> **EXCERPT TO READ**:
/---
Digital transformation programs could be vulnerable to cyber attacks due to increased risk tolerances and ongoing cybersecurity challenges, according to a global research of 500 cybersecurity decision makers by NCC Group.
Seventy-six per cent admitted that they had increased their risk tolerances to allow changes to their operating model (such as remote working) during the pandemic. Simultaneously, organizations are struggling with security challenges that include balancing proactive security improvements with everyday operations, knowing which risks to prioritise and digesting the volume and complexity of reports from third parties after a security assessment.
The research suggests that this ongoing cyber debt has negatively affected organizations’ security postures: forty-five per cent said that their transformation projects had inherited legacy security issues, with just thirty per cent integrating cybersecurity into those programs. If legacy systems remain connected to the internet or an organization’s network, hackers can exploit vulnerabilities in them and use them to infiltrate other areas of the organization.
Organizations plan to increase spending to address their cyber debt
After cutting cyber budgets and freezing recruitment of security staff during the pandemic, most organizations plan to increase spending to address their cyber debt. 55% said that they planned to increase security spending by thirty per cent or more, while just four per cent planned to decrease spending by the same amount.
\---
> **DATA EXTRACTS**:
/---
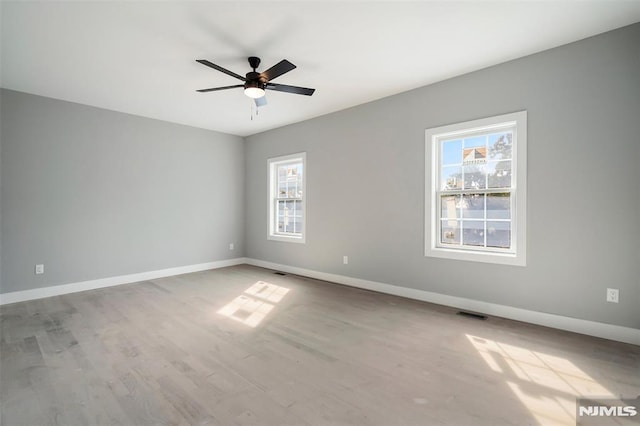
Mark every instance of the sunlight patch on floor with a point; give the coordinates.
(251, 307)
(547, 385)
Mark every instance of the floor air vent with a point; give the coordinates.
(472, 315)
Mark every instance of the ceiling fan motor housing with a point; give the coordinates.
(255, 80)
(254, 62)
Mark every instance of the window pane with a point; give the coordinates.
(475, 142)
(452, 152)
(451, 178)
(499, 206)
(500, 146)
(499, 174)
(499, 234)
(450, 207)
(473, 233)
(450, 233)
(475, 176)
(473, 206)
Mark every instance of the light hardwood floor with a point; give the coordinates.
(242, 345)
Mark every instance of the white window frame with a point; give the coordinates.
(272, 166)
(517, 253)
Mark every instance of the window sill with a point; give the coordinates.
(477, 256)
(287, 239)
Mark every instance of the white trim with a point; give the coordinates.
(40, 293)
(590, 328)
(272, 164)
(517, 120)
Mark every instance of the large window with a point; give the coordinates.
(287, 198)
(476, 190)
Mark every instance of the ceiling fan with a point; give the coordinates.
(256, 83)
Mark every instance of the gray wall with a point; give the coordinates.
(366, 172)
(93, 193)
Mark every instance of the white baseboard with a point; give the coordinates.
(39, 293)
(590, 328)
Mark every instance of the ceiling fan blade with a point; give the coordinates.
(290, 89)
(213, 89)
(277, 70)
(219, 68)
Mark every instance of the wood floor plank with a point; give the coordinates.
(172, 351)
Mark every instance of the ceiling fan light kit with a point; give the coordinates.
(256, 83)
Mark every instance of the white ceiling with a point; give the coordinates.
(139, 57)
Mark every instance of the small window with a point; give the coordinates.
(476, 190)
(287, 198)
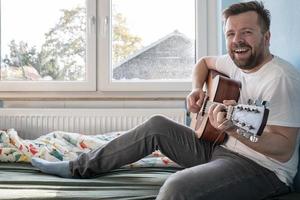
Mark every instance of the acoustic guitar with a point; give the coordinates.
(250, 119)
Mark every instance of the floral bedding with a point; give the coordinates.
(60, 145)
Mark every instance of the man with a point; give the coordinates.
(238, 169)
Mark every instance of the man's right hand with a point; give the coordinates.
(194, 100)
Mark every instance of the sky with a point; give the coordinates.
(150, 19)
(28, 20)
(154, 19)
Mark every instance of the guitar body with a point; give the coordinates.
(219, 88)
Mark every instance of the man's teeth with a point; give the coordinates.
(240, 50)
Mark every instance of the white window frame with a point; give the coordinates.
(88, 85)
(98, 57)
(105, 82)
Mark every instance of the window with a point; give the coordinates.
(151, 45)
(101, 45)
(46, 45)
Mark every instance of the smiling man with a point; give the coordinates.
(238, 169)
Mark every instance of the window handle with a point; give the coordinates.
(92, 24)
(104, 26)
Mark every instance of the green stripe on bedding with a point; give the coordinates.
(22, 181)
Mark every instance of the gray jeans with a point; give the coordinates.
(211, 172)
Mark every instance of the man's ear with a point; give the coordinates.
(267, 37)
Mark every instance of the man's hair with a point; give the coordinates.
(264, 17)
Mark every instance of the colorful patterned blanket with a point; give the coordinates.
(59, 145)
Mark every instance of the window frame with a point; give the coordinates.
(106, 83)
(98, 82)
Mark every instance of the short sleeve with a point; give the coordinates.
(283, 95)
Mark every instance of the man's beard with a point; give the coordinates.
(251, 62)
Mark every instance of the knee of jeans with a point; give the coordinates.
(157, 121)
(173, 188)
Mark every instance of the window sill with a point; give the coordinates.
(123, 95)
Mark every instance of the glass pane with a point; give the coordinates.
(153, 39)
(43, 40)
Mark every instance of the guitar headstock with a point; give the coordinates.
(249, 119)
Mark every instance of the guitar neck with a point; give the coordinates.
(207, 104)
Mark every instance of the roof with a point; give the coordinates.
(171, 57)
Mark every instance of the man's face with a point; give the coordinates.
(246, 44)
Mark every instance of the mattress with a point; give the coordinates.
(23, 181)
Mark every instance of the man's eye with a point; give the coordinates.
(229, 35)
(247, 32)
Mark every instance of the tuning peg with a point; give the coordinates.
(253, 138)
(250, 102)
(257, 102)
(265, 103)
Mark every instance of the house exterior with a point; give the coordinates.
(172, 57)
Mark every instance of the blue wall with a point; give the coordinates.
(285, 28)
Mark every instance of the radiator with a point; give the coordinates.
(31, 123)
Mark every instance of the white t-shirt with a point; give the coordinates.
(277, 82)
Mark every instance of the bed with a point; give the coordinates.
(19, 180)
\---
> **EXERCISE REQUIREMENTS**: Continue the article on cyber debt in digital transformation programs, picking up after its final sentence. The material comes from a separate source.

> **RESPONSE**:
However, nearly sixty per cent said that they will rely on internal scoring mechanisms to measure their cybersecurity posture, while less than a quarter have a structured security improvement plan in place for the next 12 months.
Ian Thomas, Managing Director for NCC Group Assurance UK & ROW, said: “It’s clear that the pressures of the pandemic have forced organizations to increase their risk tolerance and temporarily cut spending on cybersecurity, it’s a double hit. In doing so, they have exposed themselves to legacy security issues, which could ultimately cost organizations more money by derailing vital transformation projects if they do not repay this cyber debt.
“What is encouraging is to see organizations planning to increase security spending to address this debt. That said, it’s vital that these funds are invested as part of a strategic security improvement plan to ensure that legacy security issues are remediated effectively and to provide ongoing improvements to an organization’s security posture.”